(Listing of object locations)
::::

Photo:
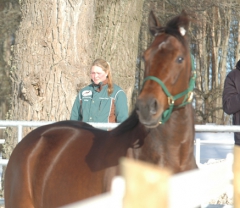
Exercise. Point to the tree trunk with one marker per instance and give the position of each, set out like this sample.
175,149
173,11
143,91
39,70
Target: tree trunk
51,56
116,29
55,45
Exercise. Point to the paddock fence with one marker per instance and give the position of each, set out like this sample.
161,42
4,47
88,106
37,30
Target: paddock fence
143,183
198,128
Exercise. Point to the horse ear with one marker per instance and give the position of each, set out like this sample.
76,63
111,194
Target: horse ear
153,23
183,23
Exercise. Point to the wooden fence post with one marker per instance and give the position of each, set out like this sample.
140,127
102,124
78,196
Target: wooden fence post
146,185
236,177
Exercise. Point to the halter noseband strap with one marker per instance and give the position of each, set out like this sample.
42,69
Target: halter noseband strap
188,93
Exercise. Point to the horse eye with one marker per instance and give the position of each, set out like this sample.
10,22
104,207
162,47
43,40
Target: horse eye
180,60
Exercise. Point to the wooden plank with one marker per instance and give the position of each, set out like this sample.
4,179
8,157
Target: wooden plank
146,185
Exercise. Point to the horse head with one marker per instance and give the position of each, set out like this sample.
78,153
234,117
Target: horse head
167,71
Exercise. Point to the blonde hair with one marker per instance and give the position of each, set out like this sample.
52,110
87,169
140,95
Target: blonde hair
105,67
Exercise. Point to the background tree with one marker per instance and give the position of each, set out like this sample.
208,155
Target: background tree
54,47
9,20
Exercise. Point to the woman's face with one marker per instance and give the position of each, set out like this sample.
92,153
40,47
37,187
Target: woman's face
98,75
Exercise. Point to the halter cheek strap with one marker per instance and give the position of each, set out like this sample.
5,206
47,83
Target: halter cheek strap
188,94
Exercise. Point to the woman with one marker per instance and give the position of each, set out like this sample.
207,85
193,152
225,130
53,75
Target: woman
101,101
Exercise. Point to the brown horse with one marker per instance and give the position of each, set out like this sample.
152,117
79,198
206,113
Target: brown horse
69,161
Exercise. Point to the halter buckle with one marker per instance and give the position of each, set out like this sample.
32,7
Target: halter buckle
170,100
190,96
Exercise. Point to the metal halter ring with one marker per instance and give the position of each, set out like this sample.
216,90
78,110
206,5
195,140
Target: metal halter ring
170,100
190,96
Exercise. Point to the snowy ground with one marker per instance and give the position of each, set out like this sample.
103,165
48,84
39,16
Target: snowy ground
207,152
215,151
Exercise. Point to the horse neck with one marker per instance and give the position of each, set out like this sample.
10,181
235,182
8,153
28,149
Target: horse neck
131,131
182,119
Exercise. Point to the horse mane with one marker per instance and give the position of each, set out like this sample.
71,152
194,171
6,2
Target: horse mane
131,122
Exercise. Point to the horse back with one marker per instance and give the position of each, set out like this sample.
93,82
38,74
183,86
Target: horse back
48,168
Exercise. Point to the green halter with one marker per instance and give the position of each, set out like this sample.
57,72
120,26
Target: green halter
188,93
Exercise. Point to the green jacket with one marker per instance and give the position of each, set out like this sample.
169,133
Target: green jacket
92,105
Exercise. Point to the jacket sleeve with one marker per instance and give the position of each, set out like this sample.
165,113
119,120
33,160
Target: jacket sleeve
76,110
121,107
230,97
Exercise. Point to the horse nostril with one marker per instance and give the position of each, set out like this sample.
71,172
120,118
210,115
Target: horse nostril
153,107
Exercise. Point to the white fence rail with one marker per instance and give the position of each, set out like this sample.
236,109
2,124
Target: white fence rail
189,189
198,128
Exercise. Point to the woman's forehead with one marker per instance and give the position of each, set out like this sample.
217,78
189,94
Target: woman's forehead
96,69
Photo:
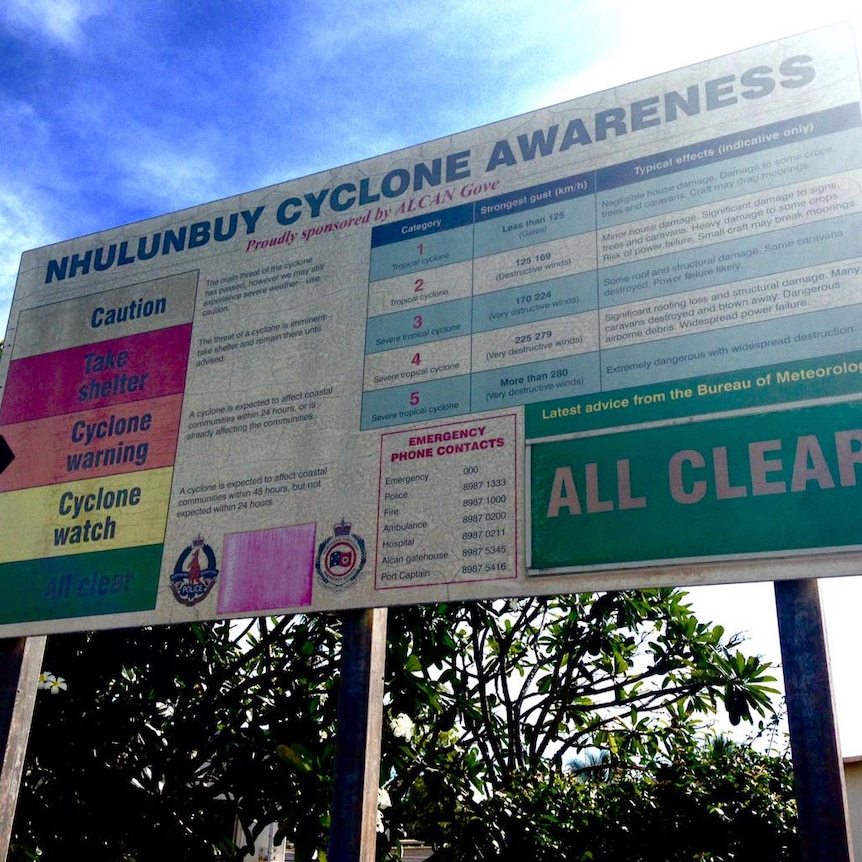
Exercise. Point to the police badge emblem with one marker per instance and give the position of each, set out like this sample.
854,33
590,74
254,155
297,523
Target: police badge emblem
194,574
341,558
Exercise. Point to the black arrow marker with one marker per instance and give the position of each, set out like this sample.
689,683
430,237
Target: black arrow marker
6,456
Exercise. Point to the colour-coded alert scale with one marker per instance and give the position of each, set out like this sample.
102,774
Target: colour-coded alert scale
91,412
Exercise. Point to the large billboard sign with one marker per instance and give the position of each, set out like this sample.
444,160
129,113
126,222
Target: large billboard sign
611,343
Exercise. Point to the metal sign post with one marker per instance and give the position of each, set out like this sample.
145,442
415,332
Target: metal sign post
818,775
20,663
360,714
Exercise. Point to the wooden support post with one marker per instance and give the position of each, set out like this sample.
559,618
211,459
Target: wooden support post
353,834
20,664
818,772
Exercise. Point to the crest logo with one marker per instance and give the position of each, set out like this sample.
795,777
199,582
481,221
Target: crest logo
194,573
341,558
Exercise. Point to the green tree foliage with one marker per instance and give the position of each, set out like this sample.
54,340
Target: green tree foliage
164,735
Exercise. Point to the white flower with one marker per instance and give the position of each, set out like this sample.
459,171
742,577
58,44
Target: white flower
56,684
402,726
383,801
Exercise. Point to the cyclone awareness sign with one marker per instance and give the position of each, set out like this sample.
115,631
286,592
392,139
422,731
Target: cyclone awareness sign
610,343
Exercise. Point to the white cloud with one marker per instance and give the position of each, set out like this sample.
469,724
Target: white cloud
60,20
21,228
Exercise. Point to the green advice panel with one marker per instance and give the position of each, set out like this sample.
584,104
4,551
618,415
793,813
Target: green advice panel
778,482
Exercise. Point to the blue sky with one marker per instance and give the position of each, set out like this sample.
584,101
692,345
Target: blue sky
117,110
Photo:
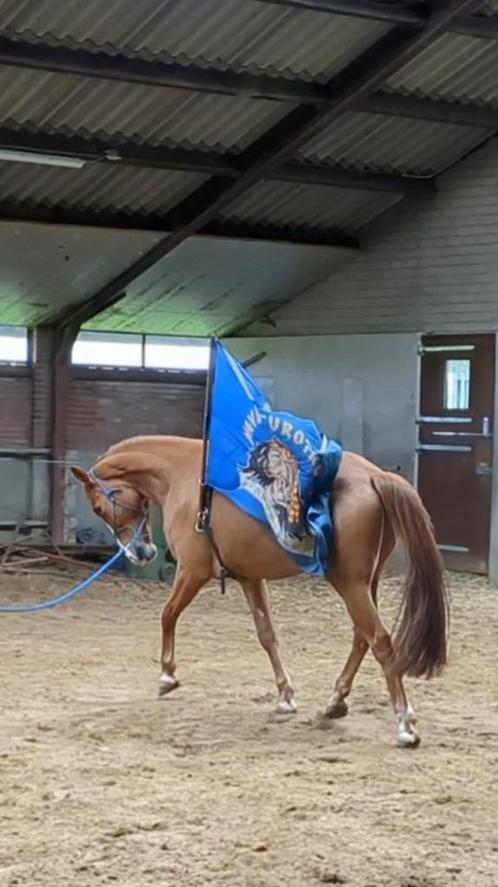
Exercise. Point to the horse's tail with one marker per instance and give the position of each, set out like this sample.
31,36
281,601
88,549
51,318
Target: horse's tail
420,641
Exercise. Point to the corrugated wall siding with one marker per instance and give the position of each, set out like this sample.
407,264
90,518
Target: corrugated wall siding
429,265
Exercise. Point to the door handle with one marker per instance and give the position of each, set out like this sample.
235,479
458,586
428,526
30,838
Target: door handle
460,434
483,469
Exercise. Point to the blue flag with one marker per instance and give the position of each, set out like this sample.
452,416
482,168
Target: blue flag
274,466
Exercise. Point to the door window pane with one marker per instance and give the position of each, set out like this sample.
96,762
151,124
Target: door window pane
457,385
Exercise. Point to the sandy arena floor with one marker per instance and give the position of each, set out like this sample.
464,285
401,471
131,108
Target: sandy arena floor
102,783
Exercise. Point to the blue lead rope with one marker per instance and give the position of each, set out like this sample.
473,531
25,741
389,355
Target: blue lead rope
68,595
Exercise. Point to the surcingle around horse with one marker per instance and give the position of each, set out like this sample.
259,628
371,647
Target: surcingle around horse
372,509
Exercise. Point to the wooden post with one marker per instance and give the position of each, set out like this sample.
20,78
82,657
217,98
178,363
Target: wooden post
61,379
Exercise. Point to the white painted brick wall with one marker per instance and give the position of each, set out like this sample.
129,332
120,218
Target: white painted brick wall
430,264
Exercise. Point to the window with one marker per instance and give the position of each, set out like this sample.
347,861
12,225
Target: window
457,384
13,344
176,354
108,349
140,351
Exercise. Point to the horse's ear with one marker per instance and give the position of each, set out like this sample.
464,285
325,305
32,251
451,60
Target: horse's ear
81,475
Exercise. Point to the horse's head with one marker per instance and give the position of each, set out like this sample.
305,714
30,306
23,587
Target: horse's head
125,511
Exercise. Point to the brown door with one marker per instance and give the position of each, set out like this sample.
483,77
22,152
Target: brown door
455,448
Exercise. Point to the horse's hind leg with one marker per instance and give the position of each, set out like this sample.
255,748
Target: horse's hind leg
338,706
259,604
367,620
185,588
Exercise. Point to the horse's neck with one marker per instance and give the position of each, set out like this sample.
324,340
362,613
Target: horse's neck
173,458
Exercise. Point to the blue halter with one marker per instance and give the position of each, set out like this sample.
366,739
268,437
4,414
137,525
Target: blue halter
110,494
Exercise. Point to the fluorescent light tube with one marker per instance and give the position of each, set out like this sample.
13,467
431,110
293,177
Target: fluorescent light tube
44,159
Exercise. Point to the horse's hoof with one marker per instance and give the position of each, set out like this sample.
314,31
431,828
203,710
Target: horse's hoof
337,708
167,684
286,707
408,738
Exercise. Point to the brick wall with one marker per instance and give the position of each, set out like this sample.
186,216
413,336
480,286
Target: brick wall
429,264
102,412
15,410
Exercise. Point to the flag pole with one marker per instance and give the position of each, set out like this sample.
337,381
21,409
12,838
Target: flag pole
203,512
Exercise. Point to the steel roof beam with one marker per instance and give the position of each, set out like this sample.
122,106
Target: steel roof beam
410,15
281,142
38,56
28,211
394,104
96,150
62,60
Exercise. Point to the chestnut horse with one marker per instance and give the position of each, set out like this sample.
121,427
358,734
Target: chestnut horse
372,509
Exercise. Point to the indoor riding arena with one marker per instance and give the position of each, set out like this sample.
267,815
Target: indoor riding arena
309,189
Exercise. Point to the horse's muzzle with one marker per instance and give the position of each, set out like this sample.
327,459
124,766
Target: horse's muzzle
145,552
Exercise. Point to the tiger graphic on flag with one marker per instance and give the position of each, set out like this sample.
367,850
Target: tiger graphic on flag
272,476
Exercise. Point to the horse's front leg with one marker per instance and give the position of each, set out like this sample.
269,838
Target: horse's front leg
185,588
259,603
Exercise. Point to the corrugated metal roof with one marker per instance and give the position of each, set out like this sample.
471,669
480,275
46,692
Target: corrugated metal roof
234,33
43,267
148,113
207,285
97,186
454,67
276,202
373,141
202,288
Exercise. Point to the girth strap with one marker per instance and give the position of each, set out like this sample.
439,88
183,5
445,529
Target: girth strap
203,525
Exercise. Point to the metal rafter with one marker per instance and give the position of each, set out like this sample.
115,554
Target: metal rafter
409,14
356,82
59,59
27,211
127,153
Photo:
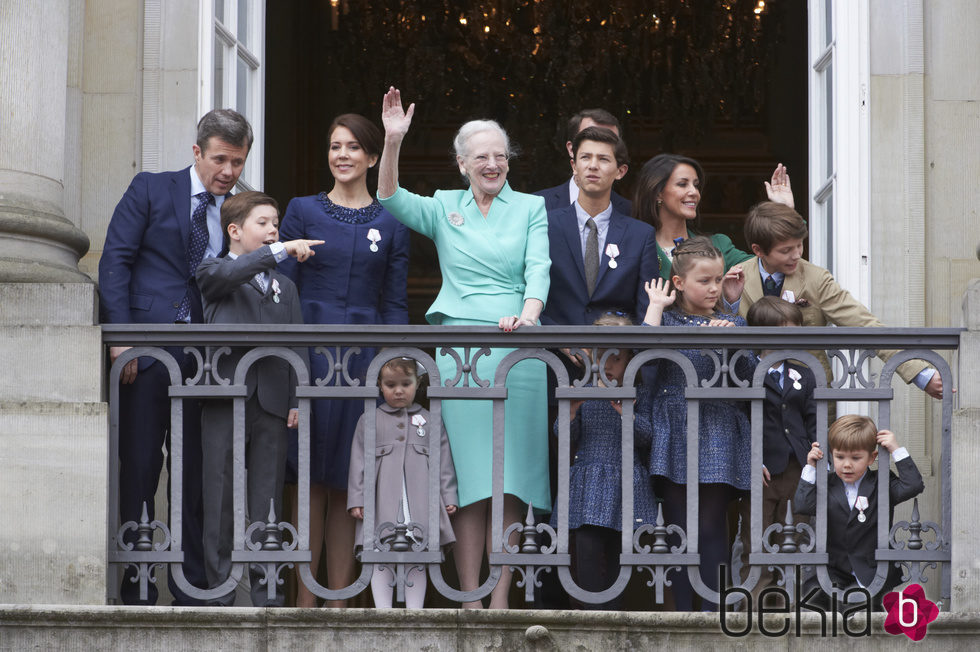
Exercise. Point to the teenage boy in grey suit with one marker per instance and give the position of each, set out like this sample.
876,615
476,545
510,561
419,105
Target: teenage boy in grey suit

::::

### Goal
Write out the listing as a JSON array of strings, one string per line, from the line containing "Exercise. Point to the girth" through the end of the listing, with both ends included. Leave out any blank lines and the pictures.

### Finished exercise
[
  "Exercise. Point to the girth strap with one marker per instance and give the position of each, set out like this sample.",
  "439,88",
  "183,5",
  "445,529",
  "Target: girth strap",
  "203,525",
  "Exercise. Point to the metal rafter with one marker per instance and give the position of each, set out like this sample.",
  "115,554",
  "Target: metal rafter",
  "409,14",
  "356,82",
  "59,59",
  "27,211",
  "127,153",
  "Photo:",
  "Exercise. Point to the teenage boy in grey suit with one marker per instance and give the position of each, set out like this sample.",
  "876,615",
  "476,545",
  "510,561",
  "419,105",
  "Target: teenage boy in grey suit"
]